[Items listed in a dataset]
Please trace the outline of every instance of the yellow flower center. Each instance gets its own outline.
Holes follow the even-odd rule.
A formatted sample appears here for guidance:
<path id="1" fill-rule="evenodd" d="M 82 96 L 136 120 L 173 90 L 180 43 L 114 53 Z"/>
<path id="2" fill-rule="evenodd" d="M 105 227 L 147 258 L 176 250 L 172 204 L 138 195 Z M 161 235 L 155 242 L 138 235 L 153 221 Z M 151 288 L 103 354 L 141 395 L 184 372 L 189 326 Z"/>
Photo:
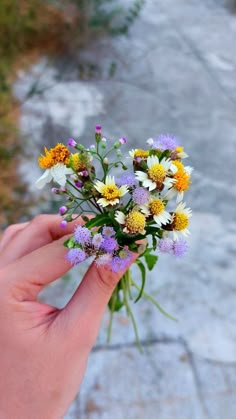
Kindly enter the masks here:
<path id="1" fill-rule="evenodd" d="M 160 163 L 156 163 L 148 169 L 148 176 L 156 183 L 163 183 L 166 177 L 166 171 Z"/>
<path id="2" fill-rule="evenodd" d="M 125 226 L 131 234 L 142 232 L 146 225 L 146 218 L 141 212 L 131 211 L 125 218 Z"/>
<path id="3" fill-rule="evenodd" d="M 177 153 L 182 153 L 182 152 L 184 151 L 184 147 L 180 147 L 180 146 L 178 146 L 178 147 L 176 147 L 175 151 L 176 151 Z"/>
<path id="4" fill-rule="evenodd" d="M 165 205 L 161 199 L 154 199 L 150 202 L 149 209 L 152 215 L 159 215 L 165 209 Z"/>
<path id="5" fill-rule="evenodd" d="M 184 165 L 181 161 L 179 160 L 173 160 L 172 164 L 174 164 L 174 166 L 179 170 L 183 170 L 184 171 Z"/>
<path id="6" fill-rule="evenodd" d="M 175 218 L 174 218 L 175 230 L 178 230 L 178 231 L 185 230 L 185 228 L 187 228 L 188 225 L 189 225 L 189 218 L 186 214 L 182 212 L 175 213 Z"/>
<path id="7" fill-rule="evenodd" d="M 48 150 L 44 147 L 45 156 L 41 155 L 38 159 L 39 166 L 42 169 L 50 169 L 57 163 L 63 163 L 65 165 L 69 162 L 70 151 L 68 148 L 61 143 L 58 143 L 55 147 Z"/>
<path id="8" fill-rule="evenodd" d="M 174 188 L 177 189 L 178 192 L 185 192 L 188 190 L 191 183 L 190 175 L 188 175 L 188 173 L 178 170 L 178 172 L 174 175 L 174 179 L 176 180 Z"/>
<path id="9" fill-rule="evenodd" d="M 107 201 L 113 201 L 113 199 L 121 197 L 119 188 L 116 185 L 105 185 L 101 194 Z"/>
<path id="10" fill-rule="evenodd" d="M 149 151 L 147 150 L 142 150 L 140 148 L 137 148 L 134 151 L 134 157 L 140 157 L 141 159 L 147 159 L 149 156 Z"/>
<path id="11" fill-rule="evenodd" d="M 86 169 L 85 162 L 81 159 L 79 153 L 71 155 L 71 165 L 76 172 L 81 172 Z"/>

— Problem —
Starting at the top of the data above, repeat every line exactly until the line containing "82 96 L 136" has been given, then stop.

— Solution for this exercise —
Please trace the outline of every instance of the yellow flower center. Each instance gets its own outline.
Holes follow the even-odd rule.
A formatted sample appears here for guidance:
<path id="1" fill-rule="evenodd" d="M 82 96 L 136 120 L 173 90 L 180 43 L 114 53 Z"/>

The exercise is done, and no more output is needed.